## Given information
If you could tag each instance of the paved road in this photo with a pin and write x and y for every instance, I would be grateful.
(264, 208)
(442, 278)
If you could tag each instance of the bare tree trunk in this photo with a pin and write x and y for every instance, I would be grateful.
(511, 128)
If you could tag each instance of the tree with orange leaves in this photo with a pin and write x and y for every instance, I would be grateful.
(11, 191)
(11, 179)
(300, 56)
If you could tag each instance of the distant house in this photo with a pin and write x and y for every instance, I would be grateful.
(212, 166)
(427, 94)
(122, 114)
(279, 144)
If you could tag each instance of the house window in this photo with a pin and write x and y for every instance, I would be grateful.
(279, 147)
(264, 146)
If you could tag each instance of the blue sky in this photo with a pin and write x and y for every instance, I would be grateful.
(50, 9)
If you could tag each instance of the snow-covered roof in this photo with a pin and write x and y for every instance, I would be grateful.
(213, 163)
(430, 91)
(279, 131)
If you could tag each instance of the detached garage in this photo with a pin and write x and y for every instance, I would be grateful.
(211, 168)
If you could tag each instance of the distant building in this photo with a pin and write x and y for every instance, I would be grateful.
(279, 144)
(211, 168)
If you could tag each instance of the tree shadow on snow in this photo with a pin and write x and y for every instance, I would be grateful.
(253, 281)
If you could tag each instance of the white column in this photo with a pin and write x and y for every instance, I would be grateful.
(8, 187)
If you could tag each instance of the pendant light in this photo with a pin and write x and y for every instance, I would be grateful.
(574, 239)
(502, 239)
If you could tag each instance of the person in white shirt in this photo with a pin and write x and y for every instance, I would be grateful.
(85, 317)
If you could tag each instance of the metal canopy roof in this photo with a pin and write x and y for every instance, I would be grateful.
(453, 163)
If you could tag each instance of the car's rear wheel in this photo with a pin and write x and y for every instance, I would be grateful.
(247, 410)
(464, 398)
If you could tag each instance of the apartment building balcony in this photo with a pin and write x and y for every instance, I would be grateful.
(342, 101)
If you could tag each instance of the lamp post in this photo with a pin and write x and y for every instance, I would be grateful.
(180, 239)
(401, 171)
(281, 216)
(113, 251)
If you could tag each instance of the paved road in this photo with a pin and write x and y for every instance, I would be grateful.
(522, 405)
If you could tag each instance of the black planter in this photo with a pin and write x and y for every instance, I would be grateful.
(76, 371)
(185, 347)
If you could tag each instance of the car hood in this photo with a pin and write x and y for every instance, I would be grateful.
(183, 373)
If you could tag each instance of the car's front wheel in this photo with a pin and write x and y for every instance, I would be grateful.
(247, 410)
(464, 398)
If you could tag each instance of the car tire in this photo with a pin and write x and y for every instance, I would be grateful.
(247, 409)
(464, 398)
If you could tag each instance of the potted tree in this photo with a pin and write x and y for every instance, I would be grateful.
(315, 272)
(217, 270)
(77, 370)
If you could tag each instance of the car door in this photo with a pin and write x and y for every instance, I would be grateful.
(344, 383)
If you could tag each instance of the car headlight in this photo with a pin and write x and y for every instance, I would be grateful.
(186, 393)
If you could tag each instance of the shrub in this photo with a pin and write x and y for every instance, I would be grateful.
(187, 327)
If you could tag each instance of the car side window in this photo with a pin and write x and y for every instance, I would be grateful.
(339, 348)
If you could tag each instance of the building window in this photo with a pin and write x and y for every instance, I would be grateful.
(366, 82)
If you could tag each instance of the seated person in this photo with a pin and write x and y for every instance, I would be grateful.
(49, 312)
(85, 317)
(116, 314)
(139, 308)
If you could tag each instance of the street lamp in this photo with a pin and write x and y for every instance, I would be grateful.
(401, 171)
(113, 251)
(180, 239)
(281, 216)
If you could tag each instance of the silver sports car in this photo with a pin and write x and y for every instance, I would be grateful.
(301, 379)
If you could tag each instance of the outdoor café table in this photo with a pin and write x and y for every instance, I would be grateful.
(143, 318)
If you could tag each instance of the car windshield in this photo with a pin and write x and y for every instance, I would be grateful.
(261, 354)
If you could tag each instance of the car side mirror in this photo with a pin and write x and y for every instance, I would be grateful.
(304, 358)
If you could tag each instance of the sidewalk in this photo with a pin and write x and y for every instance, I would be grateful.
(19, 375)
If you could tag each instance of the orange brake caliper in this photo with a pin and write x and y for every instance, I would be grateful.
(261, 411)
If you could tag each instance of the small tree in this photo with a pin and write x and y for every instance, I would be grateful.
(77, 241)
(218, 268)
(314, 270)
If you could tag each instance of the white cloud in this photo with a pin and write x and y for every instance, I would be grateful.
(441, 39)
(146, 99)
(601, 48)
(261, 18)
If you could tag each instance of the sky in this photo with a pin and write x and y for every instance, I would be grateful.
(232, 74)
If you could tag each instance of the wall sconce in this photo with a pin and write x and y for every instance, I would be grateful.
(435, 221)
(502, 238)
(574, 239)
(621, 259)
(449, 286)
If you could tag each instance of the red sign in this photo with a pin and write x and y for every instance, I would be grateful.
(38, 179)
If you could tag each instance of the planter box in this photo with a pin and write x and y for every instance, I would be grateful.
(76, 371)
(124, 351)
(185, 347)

## Assignment
Give every line of the material again, exactly as it reads.

## Response below
If you could tag each instance of the paved road in this photo with a pin and write x and y for every instance, I would be grateful.
(264, 208)
(442, 278)
If you could tag each instance of the bare tree trunk in this photo with a pin and write x and y for every instance, I would be grateful.
(511, 128)
If you could tag each instance of the tree with orange leaves in this photo with a pin and write x and y for every instance, I would be grateful.
(11, 191)
(11, 179)
(300, 56)
If you could tag each instance of the distant house in this photo with a pin and write x and y for every instance, I would be grateful.
(212, 166)
(427, 94)
(122, 114)
(279, 144)
If you could tag each instance of the house window in this photo with a pin and write x and y for every instance, I would be grateful.
(279, 147)
(264, 146)
If you could tag each instance of the blue sky in this photo with a pin and write x and y for every instance, I would be grateful.
(50, 9)
If you could tag each instance of the snow-covered roof in this photo with a pin and write x and y for every instance, I would be grateful.
(213, 163)
(430, 91)
(279, 131)
If you could tag each instance of the detached garage in this photo with a pin and write x and y for every instance, I would be grateful.
(211, 168)
If you could tag each instance of the distant building in this photo with a pin and write x and y for every instance, I would be grateful.
(279, 144)
(211, 168)
If you could tag each instance of the tree shadow on snow in this photo with a pin and write x and y for every instance, I would be grateful.
(253, 281)
If you could tag each instance of the white column in this photo with a pin and write x and y for every instance, I would be grateful.
(8, 187)
If you could tag each instance of the pendant light in this photo with a pin and write x and y for every instance, I would be grateful.
(574, 239)
(502, 239)
If you could tag each instance of the person in white shirt in this photo with a pin and write x and y for every instance, I would be grateful.
(85, 317)
If you could tag each instance of the metal canopy roof in this photo with a pin and write x and y for every instance, I would be grateful.
(453, 163)
If you could tag each instance of the car's rear wheel in this photo with a pin and write x and y for every instance, I would be grateful.
(247, 410)
(464, 398)
If you could tag each instance of the apartment building balcony in this photo with a pin and write x and y for every instance, I would be grateful.
(342, 101)
If you could tag each instance of the lamp post in this photo with a pin and write x and y for every instance, I would be grateful.
(180, 239)
(401, 171)
(281, 216)
(113, 251)
If you could tag each instance of the paved road in this photo with a pin and write x and y for every instance, I would be grateful.
(522, 405)
If you could tag each instance of the black planter in this photo with a pin and write x and y for every instance, I would be grateful.
(76, 371)
(185, 347)
If you could tag each instance of the car hood in this photo with a pin and write x and y for every instance, I would be grateful.
(183, 373)
If you could tag each instance of the car's front wheel in this photo with a pin and write x and y for every instance, I would be grateful.
(247, 410)
(464, 398)
If you could tag each instance of the car tire in this photo with a pin and write x and y for every instance, I would be grateful.
(247, 409)
(464, 398)
If you could tag each instance of the potted tree in this photo with a pin and write x and y for every instance, I would be grateful.
(315, 272)
(217, 270)
(77, 370)
If you could tag each instance of the car door in this photo with a pin and write x and y for every instance, I would be grateful.
(344, 383)
If you could tag each instance of the car headlight in this photo with a pin and write x and y for every instance, I would be grateful.
(186, 393)
If you could tag each instance of the shrub in this photo with a pin and write x and y for every instance, I would be grateful.
(187, 327)
If you could tag each instance of the car side window in this photo with a pin and write x and y for every instance, I would be grateful.
(339, 348)
If you could tag each instance of the building window in this photo with a pin and write x and y for every instance, I would be grateful.
(366, 82)
If you could tag each instance of the seated person in this photo with a pin and write x and y for every instance, I would be grateful.
(49, 312)
(85, 317)
(116, 314)
(139, 308)
If you could tag each instance of the street lamp in this photo with a pin and write x and y for every instance, I would be grateful.
(401, 171)
(113, 251)
(180, 239)
(281, 216)
If you could tag each instance of the silver sports car in this photo with a pin and write x and y for every instance, I would be grateful.
(301, 379)
If you could tag each instance of the outdoor café table in this photo with a pin and write x and y for every instance, I would be grateful.
(143, 318)
If you could tag each instance of the car windshield in this photo with a pin and write x and y for every instance, I would be grateful.
(261, 354)
If you could tag each instance of the car side mirror in this photo with a pin and write x and y for every instance, I would be grateful.
(304, 358)
If you could tag each instance of the sidewalk in this photo with a pin and write x and y for every instance, I would be grateful.
(19, 375)
If you could tag each instance of the orange brake caliper in this photo with a pin and write x and y for every instance, I would be grateful.
(261, 411)
If you could tag each instance of the small tree in this photo with a pin and write x and y for every instance, I would be grateful.
(77, 241)
(218, 268)
(314, 270)
If you could tag each instance of the white cloud in this photo with a pin and write x and y for every instance, I would be grateful.
(441, 39)
(146, 99)
(601, 48)
(261, 18)
If you could tag each instance of the sky in this photo with a pin and write x and y for every instance, I would be grateful.
(232, 74)
If you could tag each instance of the wall sconce in this photo with a pin and write x and y for every instance, I would be grateful.
(435, 221)
(502, 238)
(574, 239)
(621, 259)
(449, 286)
If you could tag each instance of the red sign in this photo with a pin and write x and y for every instance, I would be grateful.
(38, 179)
If you could tag each instance of the planter box in this photo with a pin and write x and y for every instance, I would be grateful.
(76, 371)
(124, 351)
(185, 347)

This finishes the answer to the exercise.